### [GIVEN EXERCISE]
Every entry should be repeated exactly. Omit the pictures.

### [Stored items from a collection]
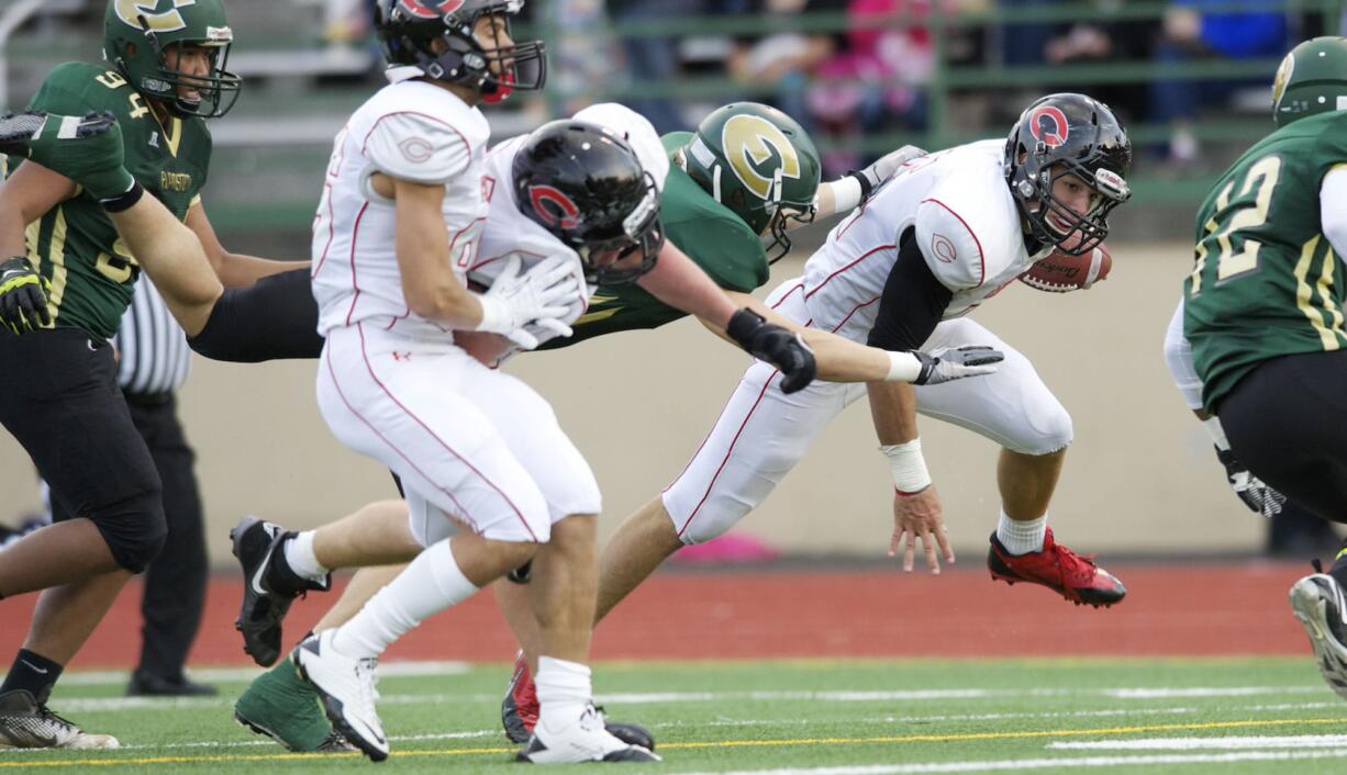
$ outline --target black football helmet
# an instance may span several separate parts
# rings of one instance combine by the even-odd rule
[[[389,65],[420,67],[436,81],[481,91],[484,102],[500,102],[515,89],[543,87],[543,42],[501,46],[498,38],[478,40],[473,31],[482,16],[501,16],[509,34],[509,20],[523,7],[524,0],[379,0],[374,32]],[[435,51],[435,40],[445,42],[443,51]]]
[[[515,155],[511,176],[520,213],[579,253],[590,283],[622,285],[655,268],[664,246],[659,187],[613,132],[544,124]],[[617,261],[595,264],[614,252]]]
[[[1084,94],[1043,97],[1020,114],[1006,140],[1006,182],[1033,238],[1071,256],[1094,250],[1109,235],[1109,213],[1131,196],[1129,167],[1131,141],[1122,122]],[[1052,195],[1053,174],[1075,175],[1091,187],[1087,213]]]

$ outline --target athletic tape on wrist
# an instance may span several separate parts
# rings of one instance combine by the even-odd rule
[[[893,487],[901,495],[916,495],[931,486],[931,474],[927,471],[925,457],[921,456],[921,439],[904,444],[881,444],[880,452],[889,459]]]
[[[889,375],[885,382],[916,382],[921,375],[921,361],[911,353],[889,351]]]

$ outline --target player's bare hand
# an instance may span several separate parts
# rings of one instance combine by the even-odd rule
[[[944,529],[944,513],[935,484],[925,490],[904,495],[893,494],[893,537],[889,540],[889,557],[897,557],[902,550],[902,570],[912,572],[916,565],[917,541],[925,554],[931,573],[940,572],[940,557],[954,564],[954,550],[950,549],[950,536]]]

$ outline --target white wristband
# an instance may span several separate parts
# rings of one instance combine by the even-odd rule
[[[505,303],[500,299],[492,299],[490,296],[484,296],[477,293],[477,301],[482,305],[482,322],[477,324],[474,331],[489,331],[492,334],[508,334],[509,328],[508,319],[509,311],[505,309]]]
[[[893,474],[893,487],[902,495],[915,495],[931,486],[931,474],[921,456],[921,440],[913,439],[905,444],[881,444],[880,452],[889,459]]]
[[[915,382],[921,375],[921,361],[911,353],[889,351],[889,375],[885,382]]]
[[[832,190],[834,213],[850,213],[861,203],[861,182],[850,175],[824,183],[824,186]]]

### [EXERCISE RESPONSE]
$ outline --target black football helmet
# an instance may span several separate parts
# rings of one instance combine by the even-odd rule
[[[389,65],[420,67],[436,81],[481,91],[484,102],[500,102],[515,89],[543,87],[543,42],[501,46],[498,38],[478,40],[473,31],[482,16],[501,16],[509,34],[509,20],[523,7],[524,0],[379,0],[374,32]],[[435,51],[435,40],[445,42],[443,51]]]
[[[515,155],[511,176],[520,213],[579,253],[590,283],[622,285],[655,268],[664,246],[659,187],[613,132],[544,124]],[[617,261],[595,264],[614,252]]]
[[[1084,94],[1043,97],[1020,114],[1006,140],[1006,182],[1033,238],[1071,256],[1094,250],[1109,235],[1109,213],[1131,196],[1129,167],[1131,141],[1122,122]],[[1052,195],[1053,174],[1075,175],[1091,187],[1087,213]]]

$ outline --target athletic tape on wrist
# an instance may span several separate parts
# rings of one instance combine by the even-odd rule
[[[893,487],[901,495],[916,495],[931,486],[931,474],[927,471],[925,457],[921,456],[921,439],[904,444],[881,444],[880,452],[889,459]]]
[[[889,375],[885,382],[916,382],[921,375],[921,361],[911,353],[889,351]]]

$ outline --target player's bare hand
# an instance may span several separate parts
# rings of one instance combine by the even-odd rule
[[[944,529],[944,513],[935,484],[925,490],[904,495],[893,494],[893,537],[889,540],[889,557],[897,557],[902,550],[902,570],[912,572],[916,565],[917,541],[925,554],[931,573],[940,572],[940,557],[954,564],[954,550],[950,549],[950,536]]]

$ outline --target white wristband
# an instance may span several separate parts
# rings of one instance combine by the even-odd rule
[[[505,303],[500,299],[492,299],[490,296],[484,296],[477,293],[477,301],[482,305],[482,322],[477,324],[474,331],[489,331],[492,334],[508,334],[509,328],[508,319],[509,311],[505,309]]]
[[[893,474],[893,487],[902,495],[915,495],[931,486],[931,474],[921,456],[921,440],[913,439],[905,444],[881,444],[880,452],[889,459]]]
[[[915,382],[921,375],[921,361],[911,353],[889,351],[889,375],[885,382]]]
[[[832,190],[834,213],[850,213],[861,203],[861,182],[850,175],[824,183],[824,186]]]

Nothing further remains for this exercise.